Skip to content

Release v0.2.0

Choose a tag to compare

@github-actions github-actions released this 24 Jun 03:16
6c7202b

Added

  • skills.sh — install the Mira agent skill into a Claude Code skills directory
    so an agent can author and run evals. --global targets ~/.claude/skills/mira,
    --local (the default) targets ./.claude/skills/mira. It copies from a local
    checkout when present, else fetches from GitHub raw (--ref), so
    curl -fsSL .../skills.sh | sh works on a box that only has the prebuilt
    binary. Each run is a clean replace, so it also serves as the upgrade path.
  • Native TypeScript SDK (sdks/typescript, mira-eval) — author
    eval studies in TypeScript/Node with no Rust dependency: a zero-runtime-dep
    library over the protocol, with wire types and protocol metadata generated from
    schema/v1/ (a self-contained codegen.mjs --check drift guard, the TS dual of
    the Rust/Python guards), a serve() loop (incl. the execute/score split and
    list_samples pagination), a parity authoring API, and conformance + behaviour
    tests. Worked example: examples/greet-typescript. Publishes to npm as
    mira-eval via OIDC trusted publishing (publish-typescript in publish.yml),
    mirroring the Python PyPI flow.
  • Named launchers in mira.toml: [launchers.NAME] saves a study invocation
    (bin/example/cmd/uv/python/python3 + package/manifest_path),
    selected with --launcher NAME. default_launcher makes a bare mira run
    work; explicit launch flags override the named launcher, mirroring --preset.
  • cargo binstall mira-cli support: [package.metadata.binstall] points binstall
    at the prebuilt release tarballs, so the mira binary installs without a compile.
  • Polyglot launcher flagsmira --uv / --python / --python3 SCRIPT
    drive a non-Rust study directly (e.g. mira --python3 study.py run), replacing
    the verbose --cmd "python3 study.py". --cmd still works for an arbitrary
    command line.
  • mira help --full now surfaces a GUIDES section (each docs/ guide with a
    one-line scope, for progressive disclosure) and a link to the mira agent skill
    in LINKS, so an agent can self-orient to the docs and skill in one read. A
    drift guard keeps the guide list in sync with docs/README.md.
  • Run folders, save-by-default, and resume. Every mira run/mira score now
    saves a run folder under the results dir by default — <run_id>/ with
    meta.json, report.json/report.html, and one cases/<key>/result.json per
    finished case (written atomically as it lands). --dry-run opts out.
  • mira run --resume <run_id> reopens an interrupted run's folder, skips the cases
    already recorded under cases/, and runs only what's missing.
  • mira report <run_id> — new subcommand that re-renders a saved run's reports
    from its stored per-case results, with no study process and no re-execution.

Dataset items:
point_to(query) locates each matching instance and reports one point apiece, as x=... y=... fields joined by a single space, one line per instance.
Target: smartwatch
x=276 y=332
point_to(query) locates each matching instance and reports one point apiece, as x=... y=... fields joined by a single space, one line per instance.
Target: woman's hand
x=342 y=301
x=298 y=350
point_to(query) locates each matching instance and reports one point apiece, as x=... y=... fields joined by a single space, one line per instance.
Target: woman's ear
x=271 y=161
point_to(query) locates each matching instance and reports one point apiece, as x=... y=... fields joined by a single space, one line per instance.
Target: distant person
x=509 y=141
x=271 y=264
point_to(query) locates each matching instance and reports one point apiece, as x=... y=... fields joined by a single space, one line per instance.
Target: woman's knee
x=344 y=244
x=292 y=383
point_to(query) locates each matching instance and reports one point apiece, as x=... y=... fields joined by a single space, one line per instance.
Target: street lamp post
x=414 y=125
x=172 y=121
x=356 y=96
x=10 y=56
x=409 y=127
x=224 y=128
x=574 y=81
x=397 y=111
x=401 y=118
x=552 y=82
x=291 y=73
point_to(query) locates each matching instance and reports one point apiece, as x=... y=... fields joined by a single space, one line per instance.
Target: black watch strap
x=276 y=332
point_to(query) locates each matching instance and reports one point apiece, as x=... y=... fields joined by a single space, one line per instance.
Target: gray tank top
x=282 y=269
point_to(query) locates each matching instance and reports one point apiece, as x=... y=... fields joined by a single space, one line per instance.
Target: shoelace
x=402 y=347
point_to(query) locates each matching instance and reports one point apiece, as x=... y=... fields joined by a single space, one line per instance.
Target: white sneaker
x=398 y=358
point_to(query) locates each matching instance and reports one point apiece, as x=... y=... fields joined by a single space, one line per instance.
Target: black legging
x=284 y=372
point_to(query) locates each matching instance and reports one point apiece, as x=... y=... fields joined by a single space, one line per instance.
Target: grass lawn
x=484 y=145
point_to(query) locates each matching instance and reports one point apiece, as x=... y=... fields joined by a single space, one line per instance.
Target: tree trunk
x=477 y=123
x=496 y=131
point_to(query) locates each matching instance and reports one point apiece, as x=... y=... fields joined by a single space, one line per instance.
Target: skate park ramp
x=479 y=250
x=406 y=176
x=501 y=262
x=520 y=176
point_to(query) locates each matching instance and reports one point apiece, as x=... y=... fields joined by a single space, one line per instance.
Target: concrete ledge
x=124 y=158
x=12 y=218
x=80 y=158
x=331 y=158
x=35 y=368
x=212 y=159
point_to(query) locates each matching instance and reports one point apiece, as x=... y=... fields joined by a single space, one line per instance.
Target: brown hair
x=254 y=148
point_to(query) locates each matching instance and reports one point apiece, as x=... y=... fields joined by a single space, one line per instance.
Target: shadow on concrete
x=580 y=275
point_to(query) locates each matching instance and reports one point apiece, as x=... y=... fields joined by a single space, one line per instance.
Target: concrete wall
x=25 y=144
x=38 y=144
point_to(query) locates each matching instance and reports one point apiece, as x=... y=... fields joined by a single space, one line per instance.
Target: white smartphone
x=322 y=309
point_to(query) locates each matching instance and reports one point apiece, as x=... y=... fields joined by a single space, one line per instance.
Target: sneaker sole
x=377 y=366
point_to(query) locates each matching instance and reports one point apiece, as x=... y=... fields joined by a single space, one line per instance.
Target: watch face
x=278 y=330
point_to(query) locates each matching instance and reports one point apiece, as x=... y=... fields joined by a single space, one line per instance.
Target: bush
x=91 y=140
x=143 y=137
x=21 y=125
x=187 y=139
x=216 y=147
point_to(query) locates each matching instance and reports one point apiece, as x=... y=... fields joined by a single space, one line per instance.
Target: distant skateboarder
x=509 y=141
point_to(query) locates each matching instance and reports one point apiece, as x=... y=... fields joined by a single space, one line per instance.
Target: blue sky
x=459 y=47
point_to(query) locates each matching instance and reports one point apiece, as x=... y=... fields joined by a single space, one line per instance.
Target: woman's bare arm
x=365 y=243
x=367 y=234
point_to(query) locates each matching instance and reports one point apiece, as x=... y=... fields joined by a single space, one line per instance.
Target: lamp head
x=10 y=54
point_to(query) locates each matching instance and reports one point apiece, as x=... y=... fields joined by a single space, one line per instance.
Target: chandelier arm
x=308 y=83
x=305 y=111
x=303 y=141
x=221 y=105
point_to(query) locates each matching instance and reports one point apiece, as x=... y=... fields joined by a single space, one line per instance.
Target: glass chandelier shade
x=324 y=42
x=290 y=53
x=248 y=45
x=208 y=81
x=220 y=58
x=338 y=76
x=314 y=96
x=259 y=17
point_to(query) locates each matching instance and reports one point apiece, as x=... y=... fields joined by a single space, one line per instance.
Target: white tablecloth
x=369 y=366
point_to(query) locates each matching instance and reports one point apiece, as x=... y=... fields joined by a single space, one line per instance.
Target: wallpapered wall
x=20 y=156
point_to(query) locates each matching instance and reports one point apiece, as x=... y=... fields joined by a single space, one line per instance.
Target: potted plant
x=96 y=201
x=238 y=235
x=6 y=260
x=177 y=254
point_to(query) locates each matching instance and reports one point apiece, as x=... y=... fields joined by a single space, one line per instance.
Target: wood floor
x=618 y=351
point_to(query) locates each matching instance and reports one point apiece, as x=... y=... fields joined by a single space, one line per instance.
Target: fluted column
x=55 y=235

* _COMPLETE THE FOLLOWING_:
1. According to the v0.2.0 release notes, which flag opts out of saving a run folder?
2. Quote the v0.2.0 release notes from "Choose a tag" up to and including "the upgrade path.".
3. List the files that the v0.2.0 release notes say a saved run folder contains.
Answer from the release notes alone.

* _ANSWERS IN ORDER_:
1. --dry-run

2.
Choose a tag to compare

@github-actions github-actions released this 24 Jun 03:16
6c7202b

Added

  • skills.sh — install the Mira agent skill into a Claude Code skills directory
    so an agent can author and run evals. --global targets ~/.claude/skills/mira,
    --local (the default) targets ./.claude/skills/mira. It copies from a local
    checkout when present, else fetches from GitHub raw (--ref), so
    curl -fsSL .../skills.sh | sh works on a box that only has the prebuilt
    binary. Each run is a clean replace, so it also serves as the upgrade path.

3.
meta.json
report.json
report.html
cases/<key>/result.json (one per finished case)